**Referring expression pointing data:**

===

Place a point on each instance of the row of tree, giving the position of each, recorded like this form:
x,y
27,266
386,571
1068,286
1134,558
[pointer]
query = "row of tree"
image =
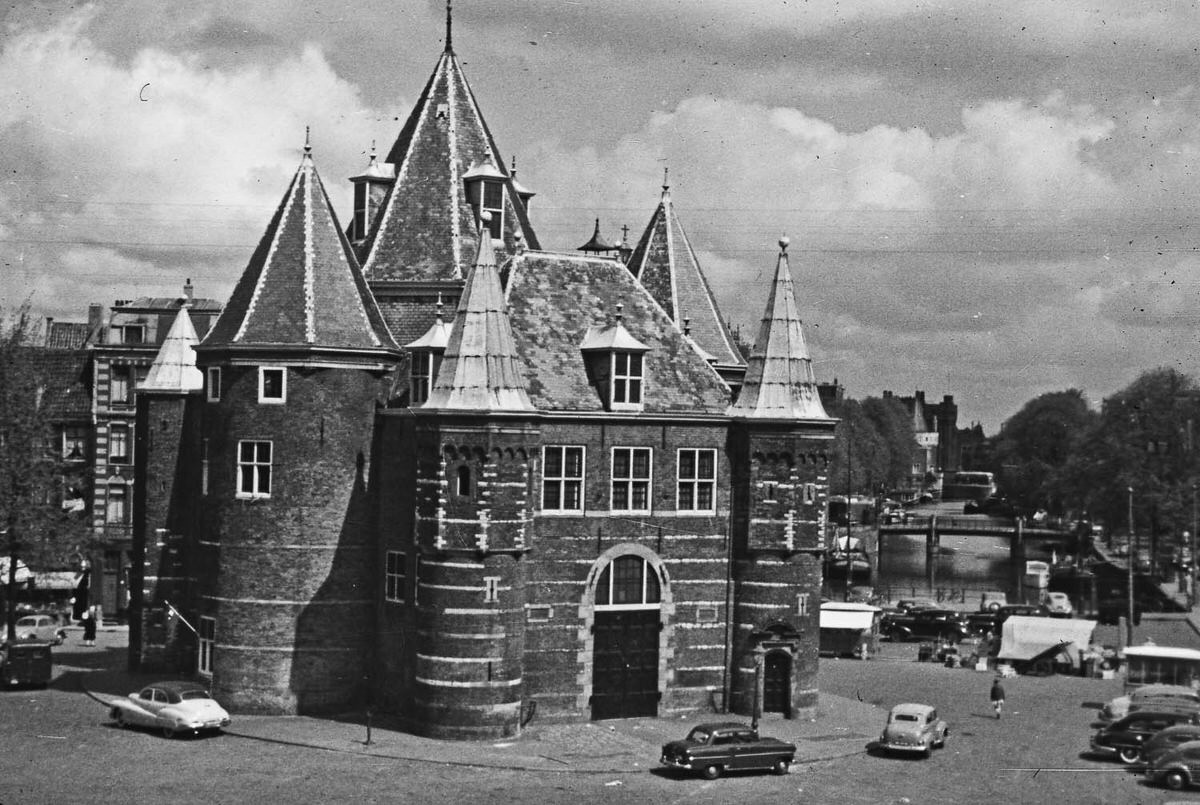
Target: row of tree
x,y
1061,455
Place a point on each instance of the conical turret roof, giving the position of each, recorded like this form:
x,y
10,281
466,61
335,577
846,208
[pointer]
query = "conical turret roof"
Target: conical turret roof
x,y
480,370
426,229
303,286
667,268
174,368
779,382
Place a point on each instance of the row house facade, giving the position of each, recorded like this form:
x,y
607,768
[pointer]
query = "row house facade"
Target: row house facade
x,y
421,462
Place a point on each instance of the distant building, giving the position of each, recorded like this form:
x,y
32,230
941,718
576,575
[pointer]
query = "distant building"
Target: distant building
x,y
472,478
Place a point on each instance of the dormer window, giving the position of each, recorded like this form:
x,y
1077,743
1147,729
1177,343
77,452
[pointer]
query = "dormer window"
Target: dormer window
x,y
616,365
485,192
627,379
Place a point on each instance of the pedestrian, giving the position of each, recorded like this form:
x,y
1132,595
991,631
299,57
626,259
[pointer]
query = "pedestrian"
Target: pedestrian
x,y
89,626
997,696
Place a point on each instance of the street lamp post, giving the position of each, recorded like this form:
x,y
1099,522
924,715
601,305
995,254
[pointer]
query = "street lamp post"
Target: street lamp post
x,y
1129,559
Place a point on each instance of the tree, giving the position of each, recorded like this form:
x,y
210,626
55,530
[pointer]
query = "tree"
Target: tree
x,y
1035,446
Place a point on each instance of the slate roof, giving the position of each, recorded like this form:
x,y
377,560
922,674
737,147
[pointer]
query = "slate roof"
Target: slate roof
x,y
303,286
174,367
779,382
666,265
426,228
480,370
556,300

===

Would you copy out every line of the data above exactly, minus the pictures?

Place a point on each instance of the row of tree, giving the position of each, recorded like this form:
x,y
27,266
386,571
1068,286
1134,558
[pointer]
query = "row of tree"
image =
Target: row of tree
x,y
1061,455
Place a point on each instance of the conical turret roof, giving the position of each, recorded like this form:
x,y
10,281
466,61
335,577
846,208
[pointer]
query = "conical turret roof"
Target: conical turret roof
x,y
480,370
426,229
303,286
667,268
174,368
779,382
Place a point on each instance of the row house facade, giving the position of each, recorded like this form:
x,y
607,768
[pointer]
query = "row house facade"
Target: row house facade
x,y
421,462
Place a point on each instance of the distant building, giving the position of each, recorded like this form:
x,y
32,230
941,718
576,575
[pointer]
query = "distant building"
Target: distant building
x,y
472,478
Place a point on each instance of the dormer window, giving the position of each, recorded like this form:
x,y
1077,743
1147,729
1177,343
77,452
[pointer]
query = "dormer window"
Target: dormer window
x,y
616,365
485,192
627,379
Place a point on each instance of the pedestrian, giving the position of each, recorded like this form:
x,y
1132,595
991,631
299,57
626,259
[pointer]
query = "pedestrian"
Target: pedestrian
x,y
89,626
997,696
Place a point on each instance of the street lamp post, giving the position of each, recorded like this form:
x,y
1099,522
924,715
601,305
995,254
[pointer]
query = "street lamp post"
Target: street lamp post
x,y
1129,559
Place a point on each instance of the tree, giving the position of each, recorded like this form:
x,y
210,626
55,530
[pointer]
query = "tree"
Target: tree
x,y
1035,446
Place a point on each instance of the slate roof, giving the position of each, recorded like this form:
x,y
377,560
922,674
737,147
[pointer]
query = "slate roof"
Target: slate roof
x,y
303,286
174,367
779,382
666,265
426,228
480,370
556,300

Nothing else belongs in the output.